■ EXCERPT PROVIDED:
But I obviously did not violate it as the source and the target table has the same unused columns.
Let us see what was actually loaded into the TARGET
database:
TC@TARGET> select * from direct_load;
COLUMN1 COLUMN2 COLUMN3
---------- ---------- ----------
1 2
That is definitely not what I wanted to load and that differs from the original table in SOURCE
:
TC@SOURCE> select * from direct_load;
COLUMN1 COLUMN2 COLUMN3
---------- ---------- ----------
1 2 3
Clearly the data from COLUMN2
got loaded into COLUMN3
, and I did not get any errors afterwards leaving my database with "wrong" data.
That is the worst case scenario.
Originally I faced a similar issue while I was moving a bunch of data from one database to another using GoldenGate.
The load got ABENDED with ORA-01840
as in that case COLUMN3
had a DATE
datatype which may be easily reproduced by the following code:
SQL> select to_date('2', 'yyyy-mm-dd hh24:mi:ss') from dual;
select to_date('2', 'yyyy-mm-dd hh24:mi:ss') from dual
*
ERROR at line 1:
ORA-01840: input value not long enough for date format
Of course, if you are lucky, you may get some other datatype conversion errors. If you are not, you may end up with wrong data in a database and it may take a while before the problem is discovered.
A few words about workarounds.
In this simple scenario, which I have written just for demonstration purposes, it was enough to drop unused columns in the TARGET
database:
TC@TARGET> alter table direct_load drop unused columns;
Table altered.

■ GIVEN ENTRIES:

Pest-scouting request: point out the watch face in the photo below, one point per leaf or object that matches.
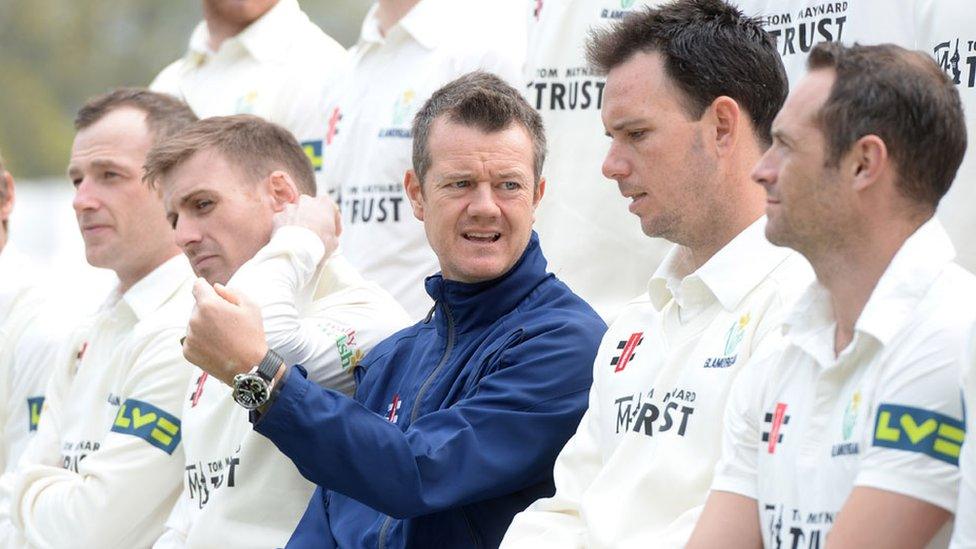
(250, 391)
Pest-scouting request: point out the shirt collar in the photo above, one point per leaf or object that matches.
(728, 276)
(153, 290)
(907, 279)
(425, 23)
(262, 38)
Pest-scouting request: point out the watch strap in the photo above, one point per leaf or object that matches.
(269, 365)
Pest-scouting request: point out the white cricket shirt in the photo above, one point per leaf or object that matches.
(964, 536)
(239, 490)
(368, 144)
(946, 30)
(805, 427)
(638, 469)
(279, 68)
(26, 355)
(798, 25)
(591, 242)
(105, 466)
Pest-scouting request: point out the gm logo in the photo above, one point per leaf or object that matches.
(313, 150)
(918, 430)
(149, 423)
(34, 406)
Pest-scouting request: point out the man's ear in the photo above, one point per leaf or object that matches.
(415, 192)
(726, 115)
(282, 189)
(8, 194)
(866, 161)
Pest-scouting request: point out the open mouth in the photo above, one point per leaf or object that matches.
(486, 237)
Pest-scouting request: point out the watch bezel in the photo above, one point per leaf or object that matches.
(253, 397)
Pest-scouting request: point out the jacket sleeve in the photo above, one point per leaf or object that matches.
(128, 478)
(350, 317)
(502, 436)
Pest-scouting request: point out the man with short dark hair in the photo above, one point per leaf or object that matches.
(637, 471)
(260, 57)
(851, 431)
(238, 191)
(105, 465)
(27, 346)
(457, 419)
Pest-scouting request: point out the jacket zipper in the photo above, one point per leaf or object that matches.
(381, 540)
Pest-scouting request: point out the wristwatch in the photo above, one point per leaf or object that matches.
(253, 389)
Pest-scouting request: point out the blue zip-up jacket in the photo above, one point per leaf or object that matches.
(457, 420)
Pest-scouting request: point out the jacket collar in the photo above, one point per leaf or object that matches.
(474, 306)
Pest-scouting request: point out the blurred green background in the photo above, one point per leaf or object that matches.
(56, 53)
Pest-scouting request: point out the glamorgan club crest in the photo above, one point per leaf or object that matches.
(393, 409)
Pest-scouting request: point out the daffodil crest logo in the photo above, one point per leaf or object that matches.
(850, 415)
(736, 333)
(403, 107)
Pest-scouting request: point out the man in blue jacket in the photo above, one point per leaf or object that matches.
(457, 420)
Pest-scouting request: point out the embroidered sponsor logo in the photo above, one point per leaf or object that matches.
(627, 349)
(143, 420)
(333, 128)
(776, 419)
(34, 407)
(198, 390)
(393, 409)
(949, 55)
(204, 477)
(797, 32)
(245, 103)
(639, 413)
(918, 430)
(313, 150)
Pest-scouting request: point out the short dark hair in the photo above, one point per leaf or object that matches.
(710, 49)
(481, 100)
(165, 114)
(904, 98)
(253, 145)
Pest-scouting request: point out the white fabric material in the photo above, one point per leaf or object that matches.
(804, 426)
(798, 25)
(104, 468)
(638, 469)
(964, 536)
(591, 243)
(279, 68)
(239, 490)
(27, 350)
(368, 145)
(944, 29)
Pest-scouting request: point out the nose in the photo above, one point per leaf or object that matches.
(482, 202)
(86, 197)
(187, 233)
(615, 166)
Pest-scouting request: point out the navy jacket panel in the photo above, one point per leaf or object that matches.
(457, 420)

■ PROBLEMS TO WORK ON:
[1] For each statement below, indicate whether it agrees with the excerpt on direct path loading with unused columns. Answer yes or no and quote the deciding words.
(a) In the TARGET table, the value that belonged in COLUMN2 ended up in COLUMN3.
(b) The load reported errors that revealed the wrong data.
(c) In the demonstration scenario, dropping the unused columns in the TARGET database was a sufficient workaround.
[2] Format the lines of the listing as a Markdown table with the columns n and Line, from the line containing "Pest-scouting request: point out the navy" through the end of the listing, inclusive, and leave out blank lines.

■ SOLUTIONS BY TASK:
[1]
(a) Yes: "Clearly the data from COLUMN2 got loaded into COLUMN3"
(b) No: "I did not get any errors afterwards"
(c) Yes: "it was enough to drop unused columns in the TARGET"

[2]
| n | Line |
|---|---|
| 1 | Pest-scouting request: point out the navy jacket panel in the photo above, one point per leaf or object that matches. |
| 2 | (457, 420) |